» **Passage shown**:
══════════════════════════════
Mashing forms and exploring identity, as rEvolver Festival returns with live performances
Gender? I Hardly Know Them mixes sketch comedy and true monologues to spread “Prairie queer joy”
Upintheair Theatre presents the rEvolver Festival from May 25 to June 5. Gender? I Hardly Know Them runs at the Vancity Culture Lab from May 26 to 29
WHEN ELENA BELYEA and Syd Campbell joined forces to form a sketch troupe, it was a genre neither had worked in before. Belyea had experience writing theatre works, and Campbell came from the improv world. But when the nonbinary pair met creating the premiere of Belyea’s comparatively serious play Cleave in 2018, both shared a sense of goofy, satirical humour behind the scenes—and a desire to bring laughs to the subject of growing up queer in Alberta.
Cue the unconventional sketch show Gender? I Hardly Know Them, one of many genre-crossing shows at this year’s rEvolver Festival. It comes replete with punchlines about truck-window pickup lines, “woke” banks trying to sell Pride culture, denim, and of course the use of pronouns. There’s even a song about Conservatism (with or without Jason Kenney) and how rough it is on the queer folk of Alberta.
══════════════════════════════
» **Record set**:

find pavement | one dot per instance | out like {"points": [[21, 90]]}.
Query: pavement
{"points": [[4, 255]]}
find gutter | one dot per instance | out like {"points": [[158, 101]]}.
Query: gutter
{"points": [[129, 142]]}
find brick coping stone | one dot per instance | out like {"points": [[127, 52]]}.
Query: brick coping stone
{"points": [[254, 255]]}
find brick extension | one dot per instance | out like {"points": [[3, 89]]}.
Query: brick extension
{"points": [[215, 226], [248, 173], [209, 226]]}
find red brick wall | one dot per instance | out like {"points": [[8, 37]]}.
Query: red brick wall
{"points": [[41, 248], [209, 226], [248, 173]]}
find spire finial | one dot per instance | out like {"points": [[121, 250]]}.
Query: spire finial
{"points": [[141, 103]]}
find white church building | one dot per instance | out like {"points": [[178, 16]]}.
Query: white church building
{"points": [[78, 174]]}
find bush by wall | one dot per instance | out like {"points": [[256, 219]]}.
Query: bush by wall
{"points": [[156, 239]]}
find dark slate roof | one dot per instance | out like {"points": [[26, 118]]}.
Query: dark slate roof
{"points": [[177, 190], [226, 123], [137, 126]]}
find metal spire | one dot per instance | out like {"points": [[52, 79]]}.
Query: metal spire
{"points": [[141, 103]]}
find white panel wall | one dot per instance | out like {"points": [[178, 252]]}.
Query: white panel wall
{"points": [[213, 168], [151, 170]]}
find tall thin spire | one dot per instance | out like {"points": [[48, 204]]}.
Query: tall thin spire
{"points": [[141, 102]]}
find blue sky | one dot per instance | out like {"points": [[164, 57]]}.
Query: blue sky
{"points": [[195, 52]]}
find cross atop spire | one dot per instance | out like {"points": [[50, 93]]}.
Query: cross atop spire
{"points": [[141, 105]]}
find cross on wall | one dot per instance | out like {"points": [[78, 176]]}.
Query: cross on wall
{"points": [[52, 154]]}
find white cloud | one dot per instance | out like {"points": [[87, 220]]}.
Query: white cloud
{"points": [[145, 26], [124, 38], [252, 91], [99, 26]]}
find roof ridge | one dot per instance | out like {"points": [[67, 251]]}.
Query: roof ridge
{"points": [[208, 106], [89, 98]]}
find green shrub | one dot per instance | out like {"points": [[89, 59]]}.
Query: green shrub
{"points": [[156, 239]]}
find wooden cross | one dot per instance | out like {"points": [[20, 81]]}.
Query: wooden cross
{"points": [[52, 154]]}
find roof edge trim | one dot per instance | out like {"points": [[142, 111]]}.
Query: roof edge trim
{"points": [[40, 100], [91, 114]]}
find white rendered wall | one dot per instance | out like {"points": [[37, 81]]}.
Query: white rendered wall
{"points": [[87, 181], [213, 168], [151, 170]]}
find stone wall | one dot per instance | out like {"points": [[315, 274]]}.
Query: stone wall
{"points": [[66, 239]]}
══════════════════════════════
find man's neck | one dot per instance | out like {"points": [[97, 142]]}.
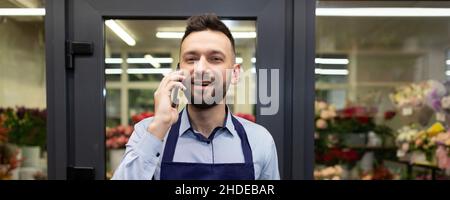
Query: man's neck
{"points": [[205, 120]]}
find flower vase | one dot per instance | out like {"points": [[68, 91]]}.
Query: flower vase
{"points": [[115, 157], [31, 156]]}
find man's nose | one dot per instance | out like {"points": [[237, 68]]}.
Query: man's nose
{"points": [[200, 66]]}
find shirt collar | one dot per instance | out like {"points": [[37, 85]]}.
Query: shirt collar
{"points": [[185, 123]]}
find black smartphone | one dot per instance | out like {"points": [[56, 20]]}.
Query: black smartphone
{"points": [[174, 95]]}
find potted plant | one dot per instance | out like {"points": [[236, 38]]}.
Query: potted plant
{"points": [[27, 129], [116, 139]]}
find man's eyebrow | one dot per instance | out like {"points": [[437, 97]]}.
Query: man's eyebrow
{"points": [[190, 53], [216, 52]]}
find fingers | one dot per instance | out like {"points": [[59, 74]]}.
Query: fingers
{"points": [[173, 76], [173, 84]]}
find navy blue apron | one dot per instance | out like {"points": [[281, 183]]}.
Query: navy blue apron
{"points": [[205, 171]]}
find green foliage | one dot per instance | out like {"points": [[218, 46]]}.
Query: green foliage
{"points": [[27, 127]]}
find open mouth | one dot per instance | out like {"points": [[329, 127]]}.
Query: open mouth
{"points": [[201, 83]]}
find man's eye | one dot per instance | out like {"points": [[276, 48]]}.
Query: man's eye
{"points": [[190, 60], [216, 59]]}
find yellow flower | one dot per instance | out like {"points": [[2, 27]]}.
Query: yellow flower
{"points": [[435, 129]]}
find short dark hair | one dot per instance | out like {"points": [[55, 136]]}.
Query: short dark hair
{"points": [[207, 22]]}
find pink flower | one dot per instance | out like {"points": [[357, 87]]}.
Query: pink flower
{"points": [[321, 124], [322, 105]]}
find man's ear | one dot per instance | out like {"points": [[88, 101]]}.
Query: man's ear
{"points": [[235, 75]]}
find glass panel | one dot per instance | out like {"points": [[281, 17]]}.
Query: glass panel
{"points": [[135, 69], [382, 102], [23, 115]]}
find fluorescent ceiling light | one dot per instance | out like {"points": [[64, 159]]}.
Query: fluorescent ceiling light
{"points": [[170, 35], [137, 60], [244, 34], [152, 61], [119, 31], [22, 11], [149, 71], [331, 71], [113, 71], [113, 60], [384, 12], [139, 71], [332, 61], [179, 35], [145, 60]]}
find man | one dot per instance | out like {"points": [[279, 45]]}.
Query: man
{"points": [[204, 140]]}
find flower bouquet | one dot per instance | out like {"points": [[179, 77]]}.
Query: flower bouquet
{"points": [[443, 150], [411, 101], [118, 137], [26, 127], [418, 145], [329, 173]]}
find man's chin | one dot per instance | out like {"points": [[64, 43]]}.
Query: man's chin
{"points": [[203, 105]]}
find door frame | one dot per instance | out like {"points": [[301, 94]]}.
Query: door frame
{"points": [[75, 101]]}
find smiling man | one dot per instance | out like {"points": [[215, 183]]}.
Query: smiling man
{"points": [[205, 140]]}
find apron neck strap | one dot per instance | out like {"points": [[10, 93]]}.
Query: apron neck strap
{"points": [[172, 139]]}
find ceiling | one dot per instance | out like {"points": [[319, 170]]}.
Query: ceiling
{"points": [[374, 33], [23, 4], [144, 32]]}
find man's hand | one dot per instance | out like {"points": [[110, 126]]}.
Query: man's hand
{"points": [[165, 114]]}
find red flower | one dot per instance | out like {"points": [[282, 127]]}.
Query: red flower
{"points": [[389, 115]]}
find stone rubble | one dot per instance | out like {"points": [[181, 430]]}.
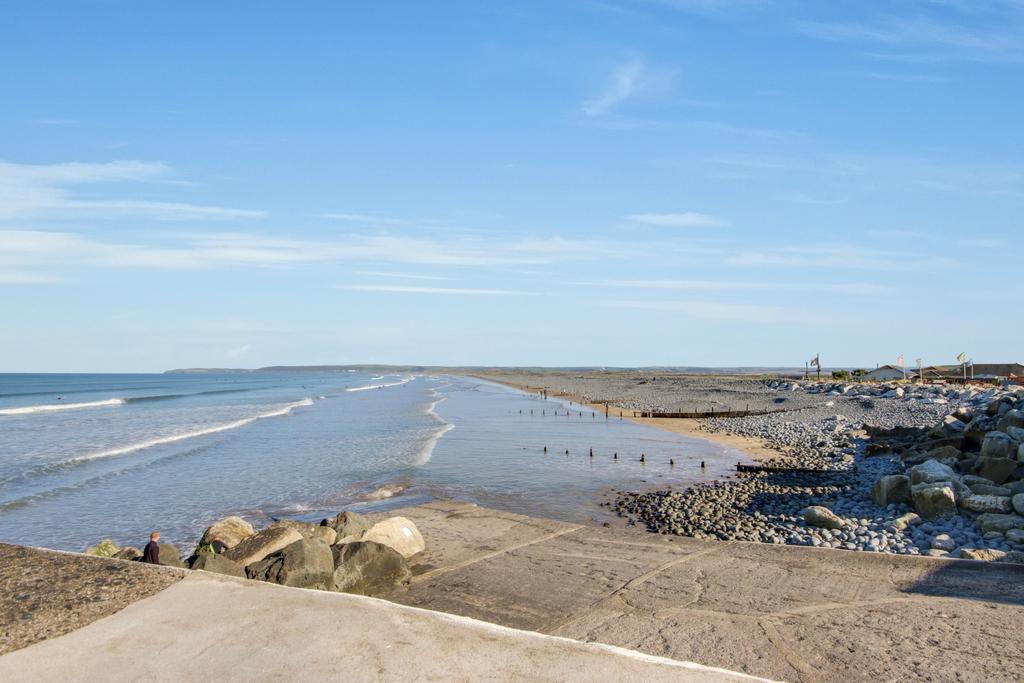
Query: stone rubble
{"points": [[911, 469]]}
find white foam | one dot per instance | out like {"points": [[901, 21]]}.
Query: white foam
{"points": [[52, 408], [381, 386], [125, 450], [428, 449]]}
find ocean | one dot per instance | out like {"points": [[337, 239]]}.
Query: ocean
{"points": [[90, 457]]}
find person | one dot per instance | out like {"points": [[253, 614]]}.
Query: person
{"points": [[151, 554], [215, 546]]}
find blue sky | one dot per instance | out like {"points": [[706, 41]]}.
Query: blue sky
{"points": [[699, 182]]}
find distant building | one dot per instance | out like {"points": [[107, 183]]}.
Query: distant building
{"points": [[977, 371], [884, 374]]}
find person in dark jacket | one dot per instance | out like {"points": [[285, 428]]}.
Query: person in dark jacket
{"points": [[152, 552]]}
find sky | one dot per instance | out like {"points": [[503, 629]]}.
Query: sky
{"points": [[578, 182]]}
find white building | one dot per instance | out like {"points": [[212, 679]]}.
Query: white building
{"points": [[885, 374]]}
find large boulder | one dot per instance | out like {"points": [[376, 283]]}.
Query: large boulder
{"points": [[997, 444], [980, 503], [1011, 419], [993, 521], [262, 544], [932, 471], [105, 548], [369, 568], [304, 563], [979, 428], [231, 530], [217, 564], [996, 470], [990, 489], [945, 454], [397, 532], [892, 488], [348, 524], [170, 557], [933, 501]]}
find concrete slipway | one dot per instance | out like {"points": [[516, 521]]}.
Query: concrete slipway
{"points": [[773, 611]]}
══════════════════════════════
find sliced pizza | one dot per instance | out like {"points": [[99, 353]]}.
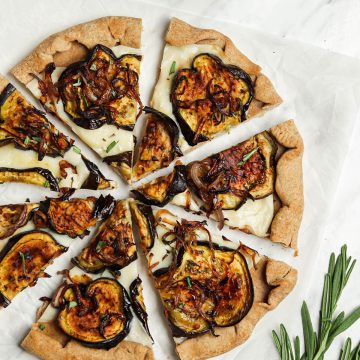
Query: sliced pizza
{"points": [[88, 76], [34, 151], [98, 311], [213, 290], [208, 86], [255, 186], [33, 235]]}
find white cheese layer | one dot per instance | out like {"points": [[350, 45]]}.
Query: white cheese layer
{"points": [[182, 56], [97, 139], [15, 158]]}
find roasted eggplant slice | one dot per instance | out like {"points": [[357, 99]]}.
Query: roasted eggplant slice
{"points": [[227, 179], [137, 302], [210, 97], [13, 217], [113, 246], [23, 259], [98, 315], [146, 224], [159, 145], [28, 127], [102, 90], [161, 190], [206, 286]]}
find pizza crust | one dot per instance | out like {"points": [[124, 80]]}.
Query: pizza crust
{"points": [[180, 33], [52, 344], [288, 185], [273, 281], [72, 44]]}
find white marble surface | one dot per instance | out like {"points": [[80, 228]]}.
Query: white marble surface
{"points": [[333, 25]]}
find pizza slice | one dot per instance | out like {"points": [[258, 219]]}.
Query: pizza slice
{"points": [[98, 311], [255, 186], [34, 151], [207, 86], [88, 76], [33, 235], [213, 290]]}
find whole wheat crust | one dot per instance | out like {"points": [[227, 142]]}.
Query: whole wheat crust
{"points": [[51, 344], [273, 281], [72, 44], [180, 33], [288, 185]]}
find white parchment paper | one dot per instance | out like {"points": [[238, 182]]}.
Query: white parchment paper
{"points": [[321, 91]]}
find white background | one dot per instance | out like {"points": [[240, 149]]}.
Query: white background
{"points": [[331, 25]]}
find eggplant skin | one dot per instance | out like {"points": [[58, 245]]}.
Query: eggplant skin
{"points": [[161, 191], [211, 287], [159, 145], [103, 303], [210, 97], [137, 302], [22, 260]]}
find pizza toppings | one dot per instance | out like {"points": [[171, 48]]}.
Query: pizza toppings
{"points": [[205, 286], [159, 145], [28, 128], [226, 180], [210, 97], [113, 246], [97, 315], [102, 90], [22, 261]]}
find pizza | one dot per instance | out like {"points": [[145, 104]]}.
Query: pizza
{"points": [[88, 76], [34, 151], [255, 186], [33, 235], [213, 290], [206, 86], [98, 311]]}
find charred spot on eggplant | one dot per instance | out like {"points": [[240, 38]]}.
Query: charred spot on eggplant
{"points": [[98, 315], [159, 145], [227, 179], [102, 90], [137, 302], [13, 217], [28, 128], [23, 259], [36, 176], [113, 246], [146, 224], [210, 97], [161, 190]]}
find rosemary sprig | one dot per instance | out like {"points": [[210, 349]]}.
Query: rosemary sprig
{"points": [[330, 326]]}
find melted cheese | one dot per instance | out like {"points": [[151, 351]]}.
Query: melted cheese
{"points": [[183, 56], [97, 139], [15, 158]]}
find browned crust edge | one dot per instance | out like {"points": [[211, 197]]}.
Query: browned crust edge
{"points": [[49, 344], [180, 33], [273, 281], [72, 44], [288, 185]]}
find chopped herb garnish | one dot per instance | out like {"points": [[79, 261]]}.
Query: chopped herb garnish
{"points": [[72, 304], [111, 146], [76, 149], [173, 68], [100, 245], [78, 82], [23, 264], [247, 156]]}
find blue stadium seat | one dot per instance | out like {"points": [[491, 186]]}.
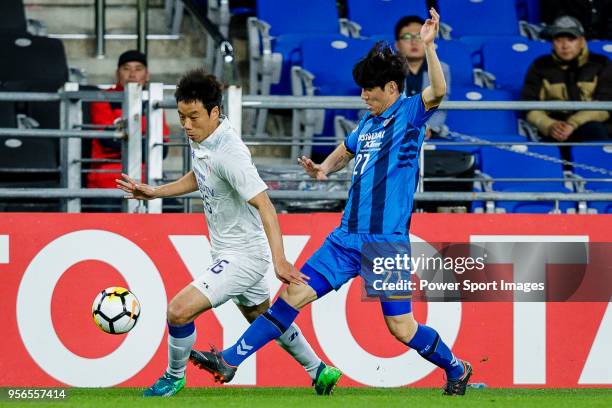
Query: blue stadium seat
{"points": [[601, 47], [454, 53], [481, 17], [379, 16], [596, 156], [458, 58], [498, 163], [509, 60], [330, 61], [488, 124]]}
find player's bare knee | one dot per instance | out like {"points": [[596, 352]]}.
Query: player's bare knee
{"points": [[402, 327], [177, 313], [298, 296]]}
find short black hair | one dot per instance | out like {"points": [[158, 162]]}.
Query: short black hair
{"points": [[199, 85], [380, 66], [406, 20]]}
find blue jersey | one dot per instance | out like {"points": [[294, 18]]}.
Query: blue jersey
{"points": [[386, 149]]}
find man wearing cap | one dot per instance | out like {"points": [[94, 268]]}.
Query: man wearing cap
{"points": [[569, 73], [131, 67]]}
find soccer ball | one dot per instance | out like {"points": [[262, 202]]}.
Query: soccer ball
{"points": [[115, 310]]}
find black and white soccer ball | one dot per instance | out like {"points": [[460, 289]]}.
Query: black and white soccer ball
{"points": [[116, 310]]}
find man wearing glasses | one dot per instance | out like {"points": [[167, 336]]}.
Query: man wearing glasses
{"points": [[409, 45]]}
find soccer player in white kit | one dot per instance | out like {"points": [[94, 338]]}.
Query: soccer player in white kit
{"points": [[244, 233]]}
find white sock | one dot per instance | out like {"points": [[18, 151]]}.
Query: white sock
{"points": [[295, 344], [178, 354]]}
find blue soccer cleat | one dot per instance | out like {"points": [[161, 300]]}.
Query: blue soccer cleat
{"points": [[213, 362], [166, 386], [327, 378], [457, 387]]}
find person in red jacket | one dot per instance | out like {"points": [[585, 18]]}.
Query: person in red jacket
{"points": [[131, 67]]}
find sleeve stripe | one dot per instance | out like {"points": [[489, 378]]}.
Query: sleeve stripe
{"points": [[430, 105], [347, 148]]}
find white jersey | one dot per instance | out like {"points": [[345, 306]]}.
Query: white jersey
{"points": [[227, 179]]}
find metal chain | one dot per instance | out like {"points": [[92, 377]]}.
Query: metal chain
══════════════════════════════
» **Parts of the exercise**:
1/ In the article about the sketch show Gender? I Hardly Know Them, at which venue and on what dates does the show run?
2/ Carry on the article about the sketch show Gender? I Hardly Know Them, starting after its final sentence.

» **Replies**:
1/ It runs at the Vancity Culture Lab from May 26 to 29.

2/
“I would say Prairie queer joy is something we’re trying to centre in the show,” Belyea tells Stir over the line from Edmonton, where their show won raves at the pre-pandemic Fringe Fest. “When you’re a young queer person, the only role you see represented is the person on screen having a terrible time and a terrible life.
“We’re really intentional about comedy being the medium,” Belyea stresses. “One of the things we’re really mindful of is that queerness, especially in the context of a Conservative backdrop, is normally portrayed as isolating and traumatic. We’re interested in providing an alternative to that.”
The risk that Belyea and Campbell took with the show was interweaving deeply personal monologues about their own struggles to embrace their identities. (Belyea says they were inspired in part by Australian comedian Hannah Gadsby’s celebrated Nanette, which melded monologues with standup into an unconventional form all its own.)
“My experience was going to Catholic high school, and I was so closeted when I was there,” Belyea relates. “I’m 35 now, but it really took me until I was in my 20s to start feeling comfortable and self-identifying with my friends and family here.
“The biggest thing for both of us with this show—and everything else we do—is: What is the thing I would offer to teenage me that would have probably saved a few years of teenage angst?’’ the artist adds.
Belyea reports that the pair was worried, before its first show in early, eve-of-pandemic 2020, that audiences who came for a sketch troupe would be put off by the heavier, authentic monologues amid the evening. Then the exact opposite happened.
“That ended up being the thing that they really responded to,” Belyea says. “They said that the monologues were kind of the anchor points that helped them understand our lived experiences and what we’re poking fun at….So it's still quite funny in some places, but also vulnerable.”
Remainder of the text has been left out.